Excerpted passage:
+ + + + + + +

The science of eclipses

The study of the Earth's shadow projected on the Moon allows us to deduce that the Earth is spherical. The Ancient Greeks worked this out. Using lunar eclipse timing, as far back as 3rd century BC Aristarchus from Samos estimated the lunar diameter. Using Eratosthene's previous measurement of the Earth's diameter, he deduced the Earth-Moon distance. Hipparcos (150 BC) and Ptolemeus (2nd century AD) improved with impressive precision the measurements of the lunar diameter and Earth-Moon distance.

In the 17th century, in order to improve longitude determination, absolute cartography made use of lunar eclipse phenomena, which were observable simultaneously from different points.

Today, during lunar eclipses, laser ranging measurements can be made with great accuracy using reflectors placed on the Moon during the Apollo and Lunakhod missions. This has allowed more precise measurement of lunar acceleration and the slow down in the Earth's rotation.

Analysis of the refracted light of the Earth's atmosphere during lunar eclipses has also made it possible to show that atmospheric ozone is confined to a layer between 50 and 80 km above the Earth's surface.

Eclipses and scientific discovery

The ancient Greeks and Romans used dated references to eclipses to improve the calendar. They also noted phenomena related to eclipses. The corona seen during eclipses was only identified as a solar phenomenon in the middle of the 19th century. Until then it was thought that the corona might come from terrestrial smoke, or that it indicated a lunar atmosphere. Kepler attributed it to solar light refracted by the atmosphere of the Moon. Even Halley (who predicted with success the path of the 1715 eclipse) and Arago interpreted the corona to be lunar in origin.

It was Cassini who established a link with the solar zodiacal light in 1683. The British amateur astronomer Francis Baily observed from the 1836 annular eclipse the irregularities of the lunar limb. The first successful total eclipse photograph was taken on July 1851 by Berkowski from Königsberg. At the 1860 eclipse, photographs obtained by W. De La Rue and A. Secchi from two sites 500 km apart showed that prominences could not belong to the Moon, but were in fact of solar origin.

From 1842, the use of spectroscopes allowed the recognition of helium emission as well as a new, unknown emission line measured by Janssen at the 1868 eclipse from India. This was shown later by Ramsey (in 1900) to come from an element then unknown on Earth and therefore given the name Helium - now measured as the second most abundant element in the Universe.

+ + + + + + +

Work to complete:
• 1. From the eclipse text, repeat word for word the section starting at "From 1842, the" and ending at "in the Universe.".
• 2. List every year that the eclipse text gives for a particular eclipse.

+ + + + + + +

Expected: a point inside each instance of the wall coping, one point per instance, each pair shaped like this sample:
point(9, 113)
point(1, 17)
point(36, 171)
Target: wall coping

+ + + + + + +

Answers to the tasks:
• 1.
From 1842, the use of spectroscopes allowed the recognition of helium emission as well as a new, unknown emission line measured by Janssen at the 1868 eclipse from India. This was shown later by Ramsey (in 1900) to come from an element then unknown on Earth and therefore given the name Helium - now measured as the second most abundant element in the Universe.

• 2. 1715, 1836, 1851, 1860, 1868